RAISING ARIZONA


'''Raising Arizona''' is a 1987 Coen Brothers comedy film starring Nicolas Cage, Holly Hunter, William Forsythe, John Goodman, Frances McDormand, and Randall "Tex" Cobb. Not a blockbuster at the time of its release, it has since achieved the status of a cult film. Typical Coen Brothers fare, the movie is replete with symbolism, visual gags, yodeling folk music, unconventional characters, flamboyant camera work, pathos and idiosyncratic dialogue. The movie ranked number 31 on the American Film Institute's 100 Years... 100 Laughs and number 45 on Bravo's "100 Funniest Movies".

Contents
Plot synopsis
Cast
Production
Reception
Influences
Symbolism
Connections between H.I. and Smalls
Allusions to Childbirth
Soundtrack
Track listing
External links

Plot synopsis


Arizona petty criminal Herbert "H.I." or "Hi" McDonnough and policewoman Edwina "Ed" McDonnough meet after she takes the mugshots of the recidivist Hi during his many trips through her station. They fall in love and get married, and Hi promises to reform.
They move into a desert mobile home, and Hi gets a job drilling sheet metal. After serious and ongoing attempts to have a baby, Ed discovers that she is infertile. The couple cannot adopt because of Hi's criminal record. Upon learning of the birth of the "Arizona Quints", sons of locally-famous unpainted furniture magnate Nathan Arizona Sr., Hi and Ed decide to kidnap one of the five babies. After a nearly disastrous false start, Hi successfully abducts Nathan Junior.
Hi and Ed return home, and are promptly visited by his inmate chums, Gale Snopes and his brother Evelle, who have just tunneled out of prison. Under the two brothers' influence, Hi threatens to revert to his felonious ways, leading him to believe that Ed and he are not well suited for each other. Their problems are only worsened when Hi's supervisor, Glen, tries to arrange a wife swap between the two couples, and Hi assaults him.
Now out of a job, Hi steals diapers and cash from a convenience store and is sucked into a wild chase around the local neighborhood with the police, a gun-toting store cashier, and a pack of dogs. Ed drives off without Hi, but finally relents and picks him up, leading to a tense ride home.
Back at the McDonnough residence, Glen stops by and reveals that he has discovered Nathan Junior's true identity and gives Hi an ultimatum: give up the baby to be raised by Glen and his wife, or Glen will turn Hi in for the reward money.
Having eavesdropped on this conversation, Gale and Evelle decide to betray Hi and take Junior themselves for the reward money. Gale and Hi's ensuing fight wrecks the mobile home before Hi is subdued and tied up. Gale and Evelle leave to rob a "hayseed" bank with Junior in tow. When Ed comes home, she finds the battered and bound Hi and learns that the baby is gone. Despite their disintegrating relationship, Ed and Hi arm themselves and set out to retrieve their child together.

◆ **WHAT IS ASKED**
1 – List the actors that the Raising Arizona article names as starring in the film.
2 – Filter the listing down to every line that contains the string "lemon", treating uppercase and lowercase as different.

◆ **MATERIALS PROVIDED**
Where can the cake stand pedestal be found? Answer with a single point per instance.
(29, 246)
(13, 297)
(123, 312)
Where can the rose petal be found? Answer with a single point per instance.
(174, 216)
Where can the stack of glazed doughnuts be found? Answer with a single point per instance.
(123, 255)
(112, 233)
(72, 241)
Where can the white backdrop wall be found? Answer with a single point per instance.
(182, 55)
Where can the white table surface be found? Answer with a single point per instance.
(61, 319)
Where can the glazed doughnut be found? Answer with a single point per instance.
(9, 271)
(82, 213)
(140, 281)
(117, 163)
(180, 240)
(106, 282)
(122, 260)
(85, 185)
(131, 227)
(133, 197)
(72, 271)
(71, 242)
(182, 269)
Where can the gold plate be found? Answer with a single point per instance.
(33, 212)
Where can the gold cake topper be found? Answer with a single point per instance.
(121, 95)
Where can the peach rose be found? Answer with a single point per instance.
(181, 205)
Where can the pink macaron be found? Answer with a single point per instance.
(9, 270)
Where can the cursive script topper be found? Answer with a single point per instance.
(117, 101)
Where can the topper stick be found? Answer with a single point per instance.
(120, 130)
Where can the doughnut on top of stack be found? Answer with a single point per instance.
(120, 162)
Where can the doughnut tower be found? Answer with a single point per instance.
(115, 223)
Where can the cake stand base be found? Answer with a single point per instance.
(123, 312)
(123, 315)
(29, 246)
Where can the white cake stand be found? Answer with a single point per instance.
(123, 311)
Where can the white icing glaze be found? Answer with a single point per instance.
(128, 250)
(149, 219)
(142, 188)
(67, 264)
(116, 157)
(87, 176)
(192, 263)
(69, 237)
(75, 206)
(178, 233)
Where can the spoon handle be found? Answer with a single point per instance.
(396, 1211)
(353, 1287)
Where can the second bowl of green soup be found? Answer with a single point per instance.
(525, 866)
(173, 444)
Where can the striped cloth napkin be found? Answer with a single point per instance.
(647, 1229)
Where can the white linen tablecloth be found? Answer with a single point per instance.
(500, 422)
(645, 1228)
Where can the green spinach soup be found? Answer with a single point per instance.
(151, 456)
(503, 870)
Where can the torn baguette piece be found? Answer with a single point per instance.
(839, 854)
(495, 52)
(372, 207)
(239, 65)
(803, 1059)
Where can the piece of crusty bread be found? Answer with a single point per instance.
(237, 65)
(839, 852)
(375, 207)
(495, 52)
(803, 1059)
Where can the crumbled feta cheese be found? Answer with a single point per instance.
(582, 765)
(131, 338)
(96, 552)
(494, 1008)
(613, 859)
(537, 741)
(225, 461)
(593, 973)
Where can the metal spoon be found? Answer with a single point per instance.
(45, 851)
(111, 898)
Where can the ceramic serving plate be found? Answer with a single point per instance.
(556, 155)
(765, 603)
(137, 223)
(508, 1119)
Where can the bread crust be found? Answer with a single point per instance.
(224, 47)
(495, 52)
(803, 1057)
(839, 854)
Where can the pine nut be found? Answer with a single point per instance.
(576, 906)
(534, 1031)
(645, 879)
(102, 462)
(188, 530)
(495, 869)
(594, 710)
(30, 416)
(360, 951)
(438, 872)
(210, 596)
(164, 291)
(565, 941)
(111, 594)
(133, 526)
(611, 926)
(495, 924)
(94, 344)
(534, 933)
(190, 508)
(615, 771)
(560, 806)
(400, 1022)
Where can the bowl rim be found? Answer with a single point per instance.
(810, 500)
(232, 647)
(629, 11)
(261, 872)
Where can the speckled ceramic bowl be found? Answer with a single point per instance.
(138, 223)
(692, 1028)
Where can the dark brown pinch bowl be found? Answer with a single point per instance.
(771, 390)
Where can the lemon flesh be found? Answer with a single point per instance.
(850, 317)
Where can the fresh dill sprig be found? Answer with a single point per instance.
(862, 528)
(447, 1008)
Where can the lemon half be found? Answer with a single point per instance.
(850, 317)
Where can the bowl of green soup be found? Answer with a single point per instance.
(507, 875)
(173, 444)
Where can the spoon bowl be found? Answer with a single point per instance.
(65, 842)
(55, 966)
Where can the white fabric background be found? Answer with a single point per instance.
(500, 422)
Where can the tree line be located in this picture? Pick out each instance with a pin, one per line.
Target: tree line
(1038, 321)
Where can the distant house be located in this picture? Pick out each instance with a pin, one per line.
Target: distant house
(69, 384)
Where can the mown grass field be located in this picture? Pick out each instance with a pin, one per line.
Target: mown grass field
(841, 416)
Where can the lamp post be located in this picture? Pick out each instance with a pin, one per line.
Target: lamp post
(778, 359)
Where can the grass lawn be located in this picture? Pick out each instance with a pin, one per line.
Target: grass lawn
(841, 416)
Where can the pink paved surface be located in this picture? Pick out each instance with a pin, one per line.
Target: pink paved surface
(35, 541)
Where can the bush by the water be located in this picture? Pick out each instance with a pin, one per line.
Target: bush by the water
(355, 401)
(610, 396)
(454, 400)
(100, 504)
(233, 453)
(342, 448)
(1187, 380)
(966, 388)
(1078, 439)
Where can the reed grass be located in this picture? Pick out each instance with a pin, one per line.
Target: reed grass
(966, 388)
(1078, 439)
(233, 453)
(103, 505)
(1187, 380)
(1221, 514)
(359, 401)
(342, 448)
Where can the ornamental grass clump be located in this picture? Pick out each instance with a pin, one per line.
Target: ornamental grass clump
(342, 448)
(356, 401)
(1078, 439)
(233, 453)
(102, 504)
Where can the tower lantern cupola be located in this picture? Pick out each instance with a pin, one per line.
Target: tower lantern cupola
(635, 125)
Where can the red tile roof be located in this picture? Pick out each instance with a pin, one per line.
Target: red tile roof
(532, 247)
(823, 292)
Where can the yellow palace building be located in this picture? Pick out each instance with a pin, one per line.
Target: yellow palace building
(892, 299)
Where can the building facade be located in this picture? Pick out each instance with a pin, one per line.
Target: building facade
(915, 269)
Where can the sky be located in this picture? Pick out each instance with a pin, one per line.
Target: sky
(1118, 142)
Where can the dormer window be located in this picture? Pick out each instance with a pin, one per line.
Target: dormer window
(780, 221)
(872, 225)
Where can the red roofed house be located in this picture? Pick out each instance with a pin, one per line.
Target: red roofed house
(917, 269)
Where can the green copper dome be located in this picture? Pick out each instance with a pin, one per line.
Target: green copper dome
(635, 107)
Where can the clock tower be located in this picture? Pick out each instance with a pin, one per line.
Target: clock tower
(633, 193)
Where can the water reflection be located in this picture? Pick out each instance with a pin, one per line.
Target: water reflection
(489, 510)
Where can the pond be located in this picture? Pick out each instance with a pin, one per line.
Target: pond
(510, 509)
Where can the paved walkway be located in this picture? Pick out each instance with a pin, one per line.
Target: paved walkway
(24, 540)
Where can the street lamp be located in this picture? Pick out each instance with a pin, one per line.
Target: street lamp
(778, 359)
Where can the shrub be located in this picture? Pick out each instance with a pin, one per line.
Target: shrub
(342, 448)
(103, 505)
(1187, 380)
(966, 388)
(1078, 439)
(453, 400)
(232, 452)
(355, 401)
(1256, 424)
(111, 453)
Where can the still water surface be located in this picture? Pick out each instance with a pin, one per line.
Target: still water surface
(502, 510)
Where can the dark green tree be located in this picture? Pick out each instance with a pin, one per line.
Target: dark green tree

◆ **SOLUTIONS TO THE TASKS**
1 –
Nicolas Cage
Holly Hunter
William Forsythe
John Goodman
Frances McDormand
Randall "Tex" Cobb

2 –
Where can the lemon flesh be found? Answer with a single point per instance.
Where can the lemon half be found? Answer with a single point per instance.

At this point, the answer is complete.